● **Text block**:
···
London has a Soho problem. We need to fix it now.

By Steve Dinneen

It was that gloriously sleazy bard of synth-pop Marc Almond who captured it perfectly: “People come from all over the world to see this little place they’ve seen in movies and read about in history books: Soho.”

Soho is London’s other Square Mile, filled not with the chatter of high finance, but with the clink of glasses, the whiff of Italian coffee and the thrum of a grand time had and a grander time yet to come. It is the swoop from glamour to grime, it is theatre and art and gossip and whisper; and it is dying on its feet.

Yesterday the “night czar” Amy Lamé wrote in the Gay Times that she was working with Sadiq Khan to help save Soho’s struggling nightlife venues, especially those supporting the LGBTQI+ community. But is it working?

You don’t have to listen too hard to hear the cries over the vanishing Soho’s nightlife. Cafés and shops are folding, staff shortages are rampant and the kind of discretionary spending on which hospitality — let’s face it, fun — relies is the first to be reined in as the cost of living rises steeply. But those who do still venture out, especially during the week, are finding a hostile landscape of “no drinking outside” and early closing. The al fresco reception which was one of the saving graces of the pandemic? Gone now, those temporary licences revoked.

Sure, the hospitality industry is suffering from a bad case of long Covid, but with the pandemic now officially over, we should be looking forward, not back. Lamé is on the case, surely? She’s been in post for seven years now and receives a £117,000 salary, around which she fits hosting a weekly show on Radio 6. During the pandemic, she helped Sadiq Khan establish a support fund of £2.3m for struggling venues; for comparison, London’s nighttime economy is worth about £26.3bn.

She has unveiled a handful of Night Time Enterprise Zones, with funding attached: last autumn, Vauxhall received £130,000, some of which will go to local artists to paint murals to celebrate the area’s LGBTQIA+ history, and some of which will be used to identify locations for “after dark” cultural, leisure and educational activities. (No, I don’t think that means dogging.)

Meanwhile, licences are under threat as residents’ groups complain of noise and overcrowding. Westminster Council is in thrall to organisations like the Soho Society, which described the outdoor seating during the pandemic as “poorly managed resulting in a number of problems around access, amenity, cleanliness and safety”, those watchwords of a truly lively party city.

Areas change, of course, and residents should not have their formerly peaceful homesteads blighted. Those who have lived in Soho since before, let’s say, 1680 have every right to complain. Otherwise, it’s caveat emptor: if you move to an area synonymous with nightlife and complain about late noise, you cannot expect a straight-faced hearing—except from Westminster Council, it seems.

Collectively, we — Londoners, voters — have a choice. Soho could be, as it has been, a glittering jewel in London’s global crown, a celebration of vibrant, diverse, hugger-mugger, high-low, industry-saving hospitality and enjoyment. Or the mayor, or his successor, and the council could genuflect before well-heeled, grim-visag’d middle-class residents and promise earnestly to keep the noise down. It might not be the easy option, but I think I know which one is better for the capital.
···
● **Excerpted data**:
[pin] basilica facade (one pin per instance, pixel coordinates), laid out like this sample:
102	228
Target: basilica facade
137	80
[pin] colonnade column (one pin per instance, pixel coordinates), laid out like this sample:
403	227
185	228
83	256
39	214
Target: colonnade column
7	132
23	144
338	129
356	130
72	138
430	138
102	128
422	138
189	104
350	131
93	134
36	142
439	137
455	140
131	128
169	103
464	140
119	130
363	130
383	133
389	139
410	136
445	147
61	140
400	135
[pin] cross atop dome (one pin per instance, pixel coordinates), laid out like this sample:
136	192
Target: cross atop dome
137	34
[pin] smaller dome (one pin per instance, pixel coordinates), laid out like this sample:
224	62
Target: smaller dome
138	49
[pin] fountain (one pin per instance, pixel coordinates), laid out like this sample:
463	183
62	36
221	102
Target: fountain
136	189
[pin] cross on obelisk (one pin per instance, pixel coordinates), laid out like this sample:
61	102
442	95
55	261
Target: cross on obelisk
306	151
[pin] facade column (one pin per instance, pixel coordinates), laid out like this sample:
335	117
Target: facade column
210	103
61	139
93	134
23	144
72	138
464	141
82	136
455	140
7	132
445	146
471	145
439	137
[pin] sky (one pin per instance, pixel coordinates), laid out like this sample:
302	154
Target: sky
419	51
···
Write out, word for word, the stretch of the Soho article from "Sure, the hospitality" through "that means dogging.)".

Sure, the hospitality industry is suffering from a bad case of long Covid, but with the pandemic now officially over, we should be looking forward, not back. Lamé is on the case, surely? She’s been in post for seven years now and receives a £117,000 salary, around which she fits hosting a weekly show on Radio 6. During the pandemic, she helped Sadiq Khan establish a support fund of £2.3m for struggling venues; for comparison, London’s nighttime economy is worth about £26.3bn.

She has unveiled a handful of Night Time Enterprise Zones, with funding attached: last autumn, Vauxhall received £130,000, some of which will go to local artists to paint murals to celebrate the area’s LGBTQIA+ history, and some of which will be used to identify locations for “after dark” cultural, leisure and educational activities. (No, I don’t think that means dogging.)